**TEXTAUSZUG**
────────────────────────────────────────

Seit Jahrzehnten wird über den geplanten Ilisu-Staudamm in der Südosttürkei gestritten. Jetzt soll er wirklich gebaut werden. Kritiker befürchten, dass der Staudamm regionale Spannungen, soziales Elend und die Vernichtung unersetzlicher Kulturschätze verursacht. Susanne Güsten berichtet vom Tigris.

18.04.2006
    Der Tigris - der wasserreichste Fluss Vorderasiens. Seit Jahrtausenden fließt er auf seinem Weg nach Mesopotamien hier vorbei, an der uralten Stadt Hasankeyf in Südostanatolien. Anders als der Euphrat, der durch große Staudämme geregelt wird, bahnt sich der Tigris noch frei und ungehemmt seinen Weg durchs Zweistromland. Nicht alle sind darüber glücklich.

    Am Ufer vor Hasankeyf räumt der Gastwirt Bülent Basari die verrosteten Überreste eines Grills weg. Das ist alles, was von seinem Lokal am Fluss übrig ist - alles andere hat der Tigris beim jüngsten Hochwasser fortgespült. Bülent Basari hat es satt. Dass der Tigris nun mit einem Staudamm bezwungen werden soll, findet er gut:

    "Dann wird es hier besser, glaube ich. Dann wird es Wasserski und Bootsausflüge auf dem Stausee geben, dann kommen Touristen, dann gibt es Arbeit für alle."

────────────────────────────────────────

**ROHDATEN**
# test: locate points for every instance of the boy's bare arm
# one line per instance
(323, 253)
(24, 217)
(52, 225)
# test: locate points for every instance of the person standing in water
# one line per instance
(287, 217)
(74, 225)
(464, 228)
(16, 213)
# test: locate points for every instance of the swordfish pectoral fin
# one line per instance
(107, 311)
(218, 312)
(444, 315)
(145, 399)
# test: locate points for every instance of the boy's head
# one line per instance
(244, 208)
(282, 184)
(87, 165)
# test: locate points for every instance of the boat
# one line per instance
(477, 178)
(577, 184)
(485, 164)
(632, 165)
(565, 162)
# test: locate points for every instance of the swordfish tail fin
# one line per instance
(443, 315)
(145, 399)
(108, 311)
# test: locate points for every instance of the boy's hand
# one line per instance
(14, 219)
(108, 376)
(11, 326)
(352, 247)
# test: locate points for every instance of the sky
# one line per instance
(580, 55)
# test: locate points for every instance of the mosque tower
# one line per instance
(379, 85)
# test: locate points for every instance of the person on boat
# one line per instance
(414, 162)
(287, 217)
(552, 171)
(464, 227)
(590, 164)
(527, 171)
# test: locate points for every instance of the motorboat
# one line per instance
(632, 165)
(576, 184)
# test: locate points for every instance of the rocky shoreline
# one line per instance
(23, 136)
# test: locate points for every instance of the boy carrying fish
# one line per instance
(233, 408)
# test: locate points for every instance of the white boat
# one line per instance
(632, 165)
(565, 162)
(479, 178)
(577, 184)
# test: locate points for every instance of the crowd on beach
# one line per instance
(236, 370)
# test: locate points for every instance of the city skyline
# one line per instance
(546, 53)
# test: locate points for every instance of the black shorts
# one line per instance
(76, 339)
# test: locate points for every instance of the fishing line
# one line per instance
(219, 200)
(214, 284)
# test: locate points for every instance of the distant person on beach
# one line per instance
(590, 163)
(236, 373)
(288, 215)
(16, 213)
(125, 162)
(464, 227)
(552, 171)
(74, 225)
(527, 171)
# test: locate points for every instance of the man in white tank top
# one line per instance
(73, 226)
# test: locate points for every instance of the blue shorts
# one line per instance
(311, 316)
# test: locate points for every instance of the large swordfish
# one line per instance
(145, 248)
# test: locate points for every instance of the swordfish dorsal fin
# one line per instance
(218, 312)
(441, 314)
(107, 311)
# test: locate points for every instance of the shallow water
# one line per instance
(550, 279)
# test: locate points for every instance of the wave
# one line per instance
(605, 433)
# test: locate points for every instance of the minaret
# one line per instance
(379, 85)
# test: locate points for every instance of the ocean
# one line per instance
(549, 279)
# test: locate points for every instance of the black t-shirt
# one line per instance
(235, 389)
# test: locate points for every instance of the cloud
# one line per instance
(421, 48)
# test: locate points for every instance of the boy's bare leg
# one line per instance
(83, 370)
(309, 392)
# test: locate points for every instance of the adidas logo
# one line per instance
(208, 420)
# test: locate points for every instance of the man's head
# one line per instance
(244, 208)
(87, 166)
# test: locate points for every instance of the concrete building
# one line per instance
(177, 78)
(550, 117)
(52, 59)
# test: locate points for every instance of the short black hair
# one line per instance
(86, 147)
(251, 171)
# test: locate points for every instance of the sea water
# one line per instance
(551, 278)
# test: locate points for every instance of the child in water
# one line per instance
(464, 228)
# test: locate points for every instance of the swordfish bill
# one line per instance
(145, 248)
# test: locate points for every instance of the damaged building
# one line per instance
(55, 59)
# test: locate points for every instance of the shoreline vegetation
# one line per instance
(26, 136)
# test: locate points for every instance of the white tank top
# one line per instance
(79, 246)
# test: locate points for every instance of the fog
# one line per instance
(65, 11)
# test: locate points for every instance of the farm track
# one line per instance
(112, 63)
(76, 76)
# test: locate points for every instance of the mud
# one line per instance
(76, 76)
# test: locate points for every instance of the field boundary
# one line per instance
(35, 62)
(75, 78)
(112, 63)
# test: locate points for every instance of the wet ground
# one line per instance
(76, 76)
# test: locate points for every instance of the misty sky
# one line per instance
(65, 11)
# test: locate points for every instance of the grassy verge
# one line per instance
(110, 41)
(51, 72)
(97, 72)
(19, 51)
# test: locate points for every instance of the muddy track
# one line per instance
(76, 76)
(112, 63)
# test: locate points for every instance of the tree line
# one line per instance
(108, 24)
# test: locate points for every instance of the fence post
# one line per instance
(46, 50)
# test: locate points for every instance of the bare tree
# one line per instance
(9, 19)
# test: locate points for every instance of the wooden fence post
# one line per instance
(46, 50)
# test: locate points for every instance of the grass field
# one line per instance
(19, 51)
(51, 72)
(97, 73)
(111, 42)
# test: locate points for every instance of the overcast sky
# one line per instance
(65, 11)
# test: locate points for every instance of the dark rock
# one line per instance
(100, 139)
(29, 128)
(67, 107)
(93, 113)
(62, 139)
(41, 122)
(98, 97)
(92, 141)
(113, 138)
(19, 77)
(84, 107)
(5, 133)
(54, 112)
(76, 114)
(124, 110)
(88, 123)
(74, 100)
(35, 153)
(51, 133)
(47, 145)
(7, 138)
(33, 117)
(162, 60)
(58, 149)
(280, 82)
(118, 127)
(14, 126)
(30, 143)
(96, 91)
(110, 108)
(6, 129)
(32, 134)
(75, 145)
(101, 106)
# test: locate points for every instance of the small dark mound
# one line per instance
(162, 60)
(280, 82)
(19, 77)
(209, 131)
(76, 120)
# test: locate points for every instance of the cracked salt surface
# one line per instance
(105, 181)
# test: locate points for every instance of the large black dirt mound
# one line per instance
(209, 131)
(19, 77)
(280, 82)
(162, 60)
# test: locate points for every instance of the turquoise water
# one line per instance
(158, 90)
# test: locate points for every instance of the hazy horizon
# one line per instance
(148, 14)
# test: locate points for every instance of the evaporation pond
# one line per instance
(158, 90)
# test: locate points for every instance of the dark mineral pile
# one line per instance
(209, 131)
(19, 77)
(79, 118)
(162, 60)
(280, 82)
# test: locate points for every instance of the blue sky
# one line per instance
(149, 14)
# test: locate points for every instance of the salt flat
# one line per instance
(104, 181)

────────────────────────────────────────

**AUFGABEN**
• a. Nennen Sie sämtliche Folgen, die Kritiker laut dem Textauszug vom Ilisu-Staudamm befürchten.
• b. Geben Sie den Absatz des Textauszugs, der mit „Am Ufer vor Hasankeyf“ beginnt, als knappe Stichpunktliste wieder und behalten Sie die wesentlichen Fakten bei.
• c. Führen Sie den Textauszug über den Ilisu-Staudamm am Tigris im Anschluss an das Zitat des Gastwirts weiter.

**LÖSUNGEN**
• a.
- regionale Spannungen
- soziales Elend
- die Vernichtung unersetzlicher Kulturschätze

• b.
- Der Gastwirt Bülent Basari räumt am Ufer vor Hasankeyf die verrosteten Überreste eines Grills weg.
- Mehr ist von seinem Lokal am Fluss nicht übrig, denn den Rest hat der Tigris beim jüngsten Hochwasser fortgespült.
- Basari hat genug davon und begrüßt den geplanten Staudamm am Tigris.

• c.
    Flussabwärts, südöstlich von Hasankeyf soll der Ilisu-Damm den Tigris zu einem riesigen See aufstauen, um ein Wasserkraftwerk anzutreiben. Nicht alle sind von dem Vorhaben so begeistert wie Basari.

    "Hasankeyf soll leben”, fordern Bürgerinitiativen, Bürgermeister und Berufsverbände aus ganz Südostanatolien. Warum diese Solidarität? Um das zu verstehen, muss man sich einen Überblick über Hasankeyf verschaffen – am besten von den Kalksteinklippen hoch über dem Tigris. Vom Flussufer geht es auf einem steinigen Pfad steil bergan. Oben angekommen muss sogar der 17-jährige Fremdenführer Erkan nach Luft schnappen, bevor er die Aussicht erklären kann:

    "Bis zum Lautsprecher des Minaretts dort wird das Wasser des Stausees steigen. Nur der große Palasthügel wird als Insel noch eine Weile aus dem Wasser herausragen, bis er unterspült wird und auch im Stausee versinkt."

    Alles unterhalb vom Palasthügel wird gleich vom Wasser verschluckt, wenn der Staudamm fertig ist – von der größten Steinbrücke des Mittelalters über eine Ayyubiden-Moschee aus dem 14. Jahrhundert bis zum türkis gekachelten Zeynel-Bey-Grabmal. Es wäre ein Verbrechen am historischen Kulturgut, diesen Ort zu fluten, meint der Bürgermeister von Hasankeyf, Abdulvahaf Kusen:

    "Hasankeyf ist ein einziges Open-Air-Museum, 10 oder 15 Zivilisationen haben hier ihre Spuren hinterlassen. Wenn Hasankeyf zerstört wird, dann werden nachfolgende Generationen uns das nicht verzeihen."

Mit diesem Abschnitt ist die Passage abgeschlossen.